Please retype all of the records below word for word, keeping every line unchanged.
— start DATA FOR THIS EXERCISE —
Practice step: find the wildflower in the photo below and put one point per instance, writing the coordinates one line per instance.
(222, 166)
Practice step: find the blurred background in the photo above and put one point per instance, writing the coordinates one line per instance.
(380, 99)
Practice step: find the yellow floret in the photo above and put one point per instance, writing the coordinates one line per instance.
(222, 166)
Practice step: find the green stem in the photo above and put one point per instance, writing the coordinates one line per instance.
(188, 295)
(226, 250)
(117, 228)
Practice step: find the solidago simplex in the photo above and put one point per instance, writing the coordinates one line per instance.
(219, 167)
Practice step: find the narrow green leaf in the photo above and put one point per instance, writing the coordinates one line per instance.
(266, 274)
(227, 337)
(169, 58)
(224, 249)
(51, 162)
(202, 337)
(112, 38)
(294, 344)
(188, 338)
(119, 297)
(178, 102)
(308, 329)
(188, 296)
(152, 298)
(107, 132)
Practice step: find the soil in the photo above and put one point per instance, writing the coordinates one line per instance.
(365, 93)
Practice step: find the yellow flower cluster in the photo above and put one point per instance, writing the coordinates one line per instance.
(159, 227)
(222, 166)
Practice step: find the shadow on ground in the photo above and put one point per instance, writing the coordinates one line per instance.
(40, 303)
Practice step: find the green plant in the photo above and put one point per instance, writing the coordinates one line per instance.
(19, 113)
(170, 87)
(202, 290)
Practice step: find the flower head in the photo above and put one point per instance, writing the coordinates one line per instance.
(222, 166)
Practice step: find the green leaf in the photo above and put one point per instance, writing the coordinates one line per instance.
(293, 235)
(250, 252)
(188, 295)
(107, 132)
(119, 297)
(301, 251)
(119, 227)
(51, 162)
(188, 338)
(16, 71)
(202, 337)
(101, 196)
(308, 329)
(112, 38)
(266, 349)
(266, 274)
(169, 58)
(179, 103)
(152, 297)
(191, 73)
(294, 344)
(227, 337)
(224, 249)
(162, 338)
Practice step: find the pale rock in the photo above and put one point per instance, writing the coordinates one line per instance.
— end DATA FOR THIS EXERCISE —
▸ **SOLVED PROBLEM**:
Practice step: find the wildflower in the photo below and put one point per instance, writing the coordinates one line per instance.
(222, 166)
Practice step: find the blurred background in the photo above and put one point per instance, writing the coordinates one line per instance.
(380, 99)
Practice step: find the yellow floret in the photo above and put one point per instance, writing the coordinates one line per instance.
(222, 166)
Practice step: find the green stem in the photo above and put one point per instance, writing the coordinates one line per instance.
(188, 295)
(226, 250)
(117, 228)
Practice step: find the solidago simplex in the photo above and put one point per instance, writing the coordinates one line per instance.
(219, 167)
Practice step: find the narrow green leaf in the photo above and put one point per instance, writing the coordinates one line per instance.
(266, 274)
(227, 337)
(169, 58)
(224, 249)
(51, 162)
(202, 337)
(112, 38)
(294, 344)
(188, 338)
(119, 297)
(178, 102)
(308, 329)
(188, 296)
(152, 298)
(107, 132)
Practice step: find the soil in the photo above and put one point per instance, writing the coordinates one line per instance.
(365, 93)
Practice step: find the yellow flower cluster in the photo above and put one point per instance, writing the coordinates one line per instance.
(159, 227)
(222, 166)
Practice step: find the shadow on ground in the photo above and put one point per instance, writing the coordinates one line per instance.
(40, 303)
Practice step: find the green plant in the photo above and put one point per instance, writing the coordinates one line per instance.
(19, 113)
(170, 87)
(202, 290)
Practice step: find the flower head in the photo above and put one point per instance, writing the coordinates one line per instance.
(222, 166)
Practice step: find the green leaf in the photo above and put one point per instance, writing the coordinates one line per instance.
(293, 235)
(250, 252)
(188, 295)
(107, 132)
(119, 297)
(301, 251)
(119, 227)
(51, 162)
(188, 338)
(16, 71)
(202, 337)
(101, 196)
(308, 329)
(112, 38)
(266, 349)
(266, 274)
(169, 58)
(179, 103)
(152, 297)
(191, 73)
(294, 344)
(227, 337)
(224, 249)
(162, 338)
Practice step: find the pale rock in the photo above and put one point per instance, writing the coordinates one line per instance.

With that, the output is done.